TASK REQUIREMENTS. Please gather every line in the data below that contains the word "coffee". Case counts.

PROVIDED INFORMATION.
_____
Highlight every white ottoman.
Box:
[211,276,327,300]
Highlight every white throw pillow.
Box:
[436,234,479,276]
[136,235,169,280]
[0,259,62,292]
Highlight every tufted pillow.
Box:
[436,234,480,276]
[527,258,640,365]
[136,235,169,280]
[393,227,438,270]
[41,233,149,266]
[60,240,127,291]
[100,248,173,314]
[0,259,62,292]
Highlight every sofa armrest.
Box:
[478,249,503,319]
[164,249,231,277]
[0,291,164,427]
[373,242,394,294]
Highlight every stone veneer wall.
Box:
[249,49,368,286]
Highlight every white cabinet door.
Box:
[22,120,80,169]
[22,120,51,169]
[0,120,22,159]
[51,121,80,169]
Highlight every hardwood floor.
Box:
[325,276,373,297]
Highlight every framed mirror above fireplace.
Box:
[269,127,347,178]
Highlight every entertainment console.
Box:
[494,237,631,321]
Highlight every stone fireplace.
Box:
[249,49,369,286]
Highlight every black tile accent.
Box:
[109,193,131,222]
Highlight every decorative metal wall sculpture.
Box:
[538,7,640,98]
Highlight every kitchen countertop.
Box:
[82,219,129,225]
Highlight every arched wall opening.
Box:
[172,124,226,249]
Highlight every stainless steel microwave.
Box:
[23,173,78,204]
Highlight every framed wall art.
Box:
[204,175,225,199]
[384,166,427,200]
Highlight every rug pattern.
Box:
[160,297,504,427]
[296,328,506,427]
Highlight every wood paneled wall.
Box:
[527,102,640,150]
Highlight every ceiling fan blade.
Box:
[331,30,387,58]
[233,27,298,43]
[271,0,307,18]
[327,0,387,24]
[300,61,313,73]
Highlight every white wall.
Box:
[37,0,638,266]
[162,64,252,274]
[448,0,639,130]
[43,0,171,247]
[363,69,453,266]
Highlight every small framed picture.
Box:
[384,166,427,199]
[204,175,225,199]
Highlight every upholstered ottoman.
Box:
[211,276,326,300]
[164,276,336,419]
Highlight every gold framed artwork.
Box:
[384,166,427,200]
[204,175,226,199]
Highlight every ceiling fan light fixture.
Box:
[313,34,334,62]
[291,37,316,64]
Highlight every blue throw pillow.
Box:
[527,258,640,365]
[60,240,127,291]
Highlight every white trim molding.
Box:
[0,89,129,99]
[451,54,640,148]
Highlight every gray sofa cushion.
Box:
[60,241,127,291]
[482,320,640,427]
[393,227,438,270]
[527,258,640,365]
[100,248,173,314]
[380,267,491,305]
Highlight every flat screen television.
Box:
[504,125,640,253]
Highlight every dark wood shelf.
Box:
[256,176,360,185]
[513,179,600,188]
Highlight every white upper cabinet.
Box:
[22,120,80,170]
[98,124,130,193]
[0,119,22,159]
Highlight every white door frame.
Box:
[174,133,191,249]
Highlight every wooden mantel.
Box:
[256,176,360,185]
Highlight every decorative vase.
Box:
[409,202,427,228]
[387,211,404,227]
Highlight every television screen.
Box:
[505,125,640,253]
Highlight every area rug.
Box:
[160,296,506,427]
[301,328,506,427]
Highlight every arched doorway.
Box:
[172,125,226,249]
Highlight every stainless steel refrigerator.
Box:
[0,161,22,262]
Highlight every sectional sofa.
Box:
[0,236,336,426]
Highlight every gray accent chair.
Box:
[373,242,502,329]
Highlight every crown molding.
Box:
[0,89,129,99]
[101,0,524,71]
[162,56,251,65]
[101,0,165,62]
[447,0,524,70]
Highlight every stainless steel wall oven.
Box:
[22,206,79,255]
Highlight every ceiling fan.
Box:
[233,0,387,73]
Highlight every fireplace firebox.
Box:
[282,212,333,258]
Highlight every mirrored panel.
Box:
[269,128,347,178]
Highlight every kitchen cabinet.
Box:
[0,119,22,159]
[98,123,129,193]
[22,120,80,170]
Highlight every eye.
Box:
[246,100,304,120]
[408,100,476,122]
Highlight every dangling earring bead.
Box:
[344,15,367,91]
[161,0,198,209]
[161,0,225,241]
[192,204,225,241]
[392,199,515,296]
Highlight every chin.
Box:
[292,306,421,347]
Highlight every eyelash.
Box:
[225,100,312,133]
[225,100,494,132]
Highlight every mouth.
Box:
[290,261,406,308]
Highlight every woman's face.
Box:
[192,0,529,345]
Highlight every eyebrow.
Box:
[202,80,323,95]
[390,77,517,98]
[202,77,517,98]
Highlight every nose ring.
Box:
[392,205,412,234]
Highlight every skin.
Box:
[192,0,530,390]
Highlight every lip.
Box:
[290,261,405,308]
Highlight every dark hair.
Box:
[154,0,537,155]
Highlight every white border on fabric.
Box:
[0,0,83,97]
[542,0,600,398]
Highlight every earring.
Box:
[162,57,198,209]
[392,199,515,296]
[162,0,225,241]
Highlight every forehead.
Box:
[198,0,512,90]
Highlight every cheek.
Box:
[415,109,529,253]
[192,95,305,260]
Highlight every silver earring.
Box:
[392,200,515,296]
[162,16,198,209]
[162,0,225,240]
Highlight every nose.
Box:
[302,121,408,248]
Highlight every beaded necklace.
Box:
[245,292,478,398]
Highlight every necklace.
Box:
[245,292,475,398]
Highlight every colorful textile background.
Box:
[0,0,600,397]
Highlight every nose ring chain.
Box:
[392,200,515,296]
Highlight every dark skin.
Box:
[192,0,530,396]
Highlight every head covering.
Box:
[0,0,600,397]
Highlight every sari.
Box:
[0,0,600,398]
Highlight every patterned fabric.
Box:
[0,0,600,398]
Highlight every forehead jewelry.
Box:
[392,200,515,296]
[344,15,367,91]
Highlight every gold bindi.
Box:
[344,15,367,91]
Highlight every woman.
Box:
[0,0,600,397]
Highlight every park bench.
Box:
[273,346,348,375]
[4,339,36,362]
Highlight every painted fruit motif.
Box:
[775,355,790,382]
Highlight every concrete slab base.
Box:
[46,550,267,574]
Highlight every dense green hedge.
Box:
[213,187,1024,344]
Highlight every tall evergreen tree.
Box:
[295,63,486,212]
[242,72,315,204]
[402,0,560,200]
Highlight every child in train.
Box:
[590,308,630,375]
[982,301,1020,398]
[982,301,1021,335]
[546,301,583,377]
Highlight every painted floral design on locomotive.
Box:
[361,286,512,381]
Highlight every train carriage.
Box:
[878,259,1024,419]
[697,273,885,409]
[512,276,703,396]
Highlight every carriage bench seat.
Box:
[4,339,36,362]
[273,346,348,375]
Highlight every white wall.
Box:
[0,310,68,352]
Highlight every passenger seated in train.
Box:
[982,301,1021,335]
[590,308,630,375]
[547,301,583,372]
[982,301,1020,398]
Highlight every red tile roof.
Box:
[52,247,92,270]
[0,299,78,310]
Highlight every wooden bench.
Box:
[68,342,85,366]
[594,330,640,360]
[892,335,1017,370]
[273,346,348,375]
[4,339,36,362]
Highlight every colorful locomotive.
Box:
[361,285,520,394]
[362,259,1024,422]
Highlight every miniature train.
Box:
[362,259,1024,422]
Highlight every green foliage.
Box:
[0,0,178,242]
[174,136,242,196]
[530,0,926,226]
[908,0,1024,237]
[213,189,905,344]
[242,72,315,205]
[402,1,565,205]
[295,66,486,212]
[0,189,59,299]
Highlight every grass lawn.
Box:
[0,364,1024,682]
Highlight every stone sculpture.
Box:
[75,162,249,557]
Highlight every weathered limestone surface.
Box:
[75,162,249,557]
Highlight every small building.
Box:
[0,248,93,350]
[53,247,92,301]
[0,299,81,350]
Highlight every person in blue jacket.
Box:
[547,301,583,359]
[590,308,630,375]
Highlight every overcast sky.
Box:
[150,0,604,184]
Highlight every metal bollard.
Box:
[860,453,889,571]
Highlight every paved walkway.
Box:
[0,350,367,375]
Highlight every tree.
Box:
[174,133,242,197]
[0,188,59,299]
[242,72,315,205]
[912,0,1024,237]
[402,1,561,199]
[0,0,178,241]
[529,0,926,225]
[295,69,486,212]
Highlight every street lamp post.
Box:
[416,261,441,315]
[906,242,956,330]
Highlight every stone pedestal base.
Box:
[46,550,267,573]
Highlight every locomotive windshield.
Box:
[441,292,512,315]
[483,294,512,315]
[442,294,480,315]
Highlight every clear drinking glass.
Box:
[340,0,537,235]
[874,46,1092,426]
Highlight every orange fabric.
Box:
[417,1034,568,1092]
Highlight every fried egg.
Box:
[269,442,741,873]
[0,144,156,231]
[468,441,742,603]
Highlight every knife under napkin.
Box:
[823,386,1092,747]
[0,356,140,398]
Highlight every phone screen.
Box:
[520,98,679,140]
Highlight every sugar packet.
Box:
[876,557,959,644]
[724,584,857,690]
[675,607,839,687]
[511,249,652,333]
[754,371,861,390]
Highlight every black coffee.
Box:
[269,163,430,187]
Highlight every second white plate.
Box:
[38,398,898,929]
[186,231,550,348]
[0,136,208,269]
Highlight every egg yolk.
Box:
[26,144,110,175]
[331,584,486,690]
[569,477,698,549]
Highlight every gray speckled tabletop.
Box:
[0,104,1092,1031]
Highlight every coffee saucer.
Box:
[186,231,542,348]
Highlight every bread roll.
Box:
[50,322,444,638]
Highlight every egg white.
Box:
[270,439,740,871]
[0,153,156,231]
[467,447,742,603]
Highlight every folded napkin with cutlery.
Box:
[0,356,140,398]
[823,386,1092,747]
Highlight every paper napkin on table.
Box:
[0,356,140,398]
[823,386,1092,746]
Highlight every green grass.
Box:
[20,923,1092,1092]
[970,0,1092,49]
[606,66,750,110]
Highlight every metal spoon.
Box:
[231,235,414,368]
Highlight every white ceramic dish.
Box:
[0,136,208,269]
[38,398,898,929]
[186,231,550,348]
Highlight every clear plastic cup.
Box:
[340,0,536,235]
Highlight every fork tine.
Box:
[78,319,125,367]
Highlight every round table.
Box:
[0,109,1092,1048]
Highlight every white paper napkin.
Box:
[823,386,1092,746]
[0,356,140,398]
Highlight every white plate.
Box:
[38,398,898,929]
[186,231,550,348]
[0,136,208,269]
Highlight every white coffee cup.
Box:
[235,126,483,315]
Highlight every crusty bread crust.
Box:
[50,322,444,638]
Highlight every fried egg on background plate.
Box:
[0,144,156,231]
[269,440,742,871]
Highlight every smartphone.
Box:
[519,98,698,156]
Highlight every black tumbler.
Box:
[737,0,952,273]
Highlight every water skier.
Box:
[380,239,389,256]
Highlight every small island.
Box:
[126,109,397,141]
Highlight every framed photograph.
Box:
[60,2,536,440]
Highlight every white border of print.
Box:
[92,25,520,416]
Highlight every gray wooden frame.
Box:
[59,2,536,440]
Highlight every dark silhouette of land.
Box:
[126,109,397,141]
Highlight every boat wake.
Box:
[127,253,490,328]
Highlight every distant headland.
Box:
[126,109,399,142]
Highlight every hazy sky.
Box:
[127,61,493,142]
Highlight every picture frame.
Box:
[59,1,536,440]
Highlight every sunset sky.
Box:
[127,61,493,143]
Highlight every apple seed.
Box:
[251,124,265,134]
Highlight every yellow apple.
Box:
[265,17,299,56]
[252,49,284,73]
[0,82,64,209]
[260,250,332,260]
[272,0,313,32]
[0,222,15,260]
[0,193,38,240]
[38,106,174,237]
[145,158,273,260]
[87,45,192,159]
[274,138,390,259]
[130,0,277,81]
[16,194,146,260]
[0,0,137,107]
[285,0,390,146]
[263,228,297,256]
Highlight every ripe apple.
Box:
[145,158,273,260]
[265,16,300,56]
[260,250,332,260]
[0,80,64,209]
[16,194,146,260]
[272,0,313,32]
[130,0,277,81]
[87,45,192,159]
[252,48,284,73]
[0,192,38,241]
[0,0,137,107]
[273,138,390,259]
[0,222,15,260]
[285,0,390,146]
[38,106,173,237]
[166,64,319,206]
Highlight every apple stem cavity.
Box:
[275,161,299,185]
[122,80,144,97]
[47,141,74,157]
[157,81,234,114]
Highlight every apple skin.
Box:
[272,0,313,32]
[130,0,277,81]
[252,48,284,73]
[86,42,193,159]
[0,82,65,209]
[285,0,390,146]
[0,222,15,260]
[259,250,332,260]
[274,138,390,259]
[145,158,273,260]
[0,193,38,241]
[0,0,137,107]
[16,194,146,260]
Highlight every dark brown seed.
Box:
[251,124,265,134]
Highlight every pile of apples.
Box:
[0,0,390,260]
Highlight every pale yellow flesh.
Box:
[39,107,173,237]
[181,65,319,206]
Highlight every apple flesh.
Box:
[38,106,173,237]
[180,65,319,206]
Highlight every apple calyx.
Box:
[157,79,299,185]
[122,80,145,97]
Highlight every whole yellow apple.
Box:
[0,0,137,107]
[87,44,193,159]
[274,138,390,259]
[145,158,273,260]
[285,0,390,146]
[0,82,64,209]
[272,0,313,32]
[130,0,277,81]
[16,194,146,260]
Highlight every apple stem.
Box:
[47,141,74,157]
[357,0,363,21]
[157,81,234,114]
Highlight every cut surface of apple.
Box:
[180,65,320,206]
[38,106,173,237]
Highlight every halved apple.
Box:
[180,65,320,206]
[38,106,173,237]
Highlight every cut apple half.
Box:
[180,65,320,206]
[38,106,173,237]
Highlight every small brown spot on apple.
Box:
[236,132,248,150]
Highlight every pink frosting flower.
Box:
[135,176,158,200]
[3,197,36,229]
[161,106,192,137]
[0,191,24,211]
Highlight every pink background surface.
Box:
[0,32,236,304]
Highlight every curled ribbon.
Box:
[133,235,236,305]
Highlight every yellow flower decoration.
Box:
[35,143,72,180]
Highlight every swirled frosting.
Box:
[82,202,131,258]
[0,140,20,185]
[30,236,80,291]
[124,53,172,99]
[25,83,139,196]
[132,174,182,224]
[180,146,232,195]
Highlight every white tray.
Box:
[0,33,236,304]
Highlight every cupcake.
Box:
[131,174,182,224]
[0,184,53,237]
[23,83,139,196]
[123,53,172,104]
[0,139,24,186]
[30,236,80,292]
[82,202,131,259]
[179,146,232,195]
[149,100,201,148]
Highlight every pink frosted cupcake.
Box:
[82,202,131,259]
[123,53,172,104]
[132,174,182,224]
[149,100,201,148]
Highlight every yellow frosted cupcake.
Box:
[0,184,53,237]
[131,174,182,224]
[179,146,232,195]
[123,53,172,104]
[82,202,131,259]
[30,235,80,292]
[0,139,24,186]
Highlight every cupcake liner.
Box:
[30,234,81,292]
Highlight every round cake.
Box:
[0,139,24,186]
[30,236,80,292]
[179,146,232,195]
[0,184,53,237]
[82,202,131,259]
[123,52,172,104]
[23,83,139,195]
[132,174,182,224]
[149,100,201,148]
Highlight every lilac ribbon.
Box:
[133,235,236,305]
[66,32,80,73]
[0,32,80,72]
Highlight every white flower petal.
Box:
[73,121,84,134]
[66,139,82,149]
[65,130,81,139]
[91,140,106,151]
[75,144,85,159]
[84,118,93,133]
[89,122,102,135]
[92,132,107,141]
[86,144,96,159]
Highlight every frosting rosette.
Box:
_____
RESULT.
Highlight every black coffee.
Highlight every coffee saucer.
Highlight every white coffee cup.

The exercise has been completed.